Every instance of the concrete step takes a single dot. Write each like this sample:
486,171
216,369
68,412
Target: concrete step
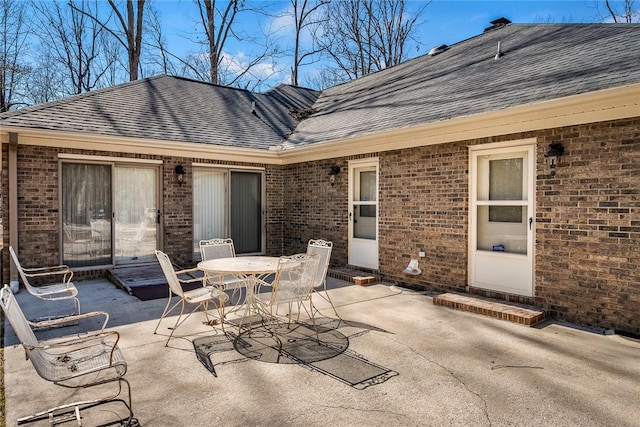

_ _ _

● **Work to do**: Reproduce the data above with every occurrence of "concrete step" replaced by "stone step", keeping everything else the same, and leave out the picture.

● **Result below**:
Every instance of the stone step takes a single dot. Write each like this sample:
486,171
216,369
68,412
Target: stone step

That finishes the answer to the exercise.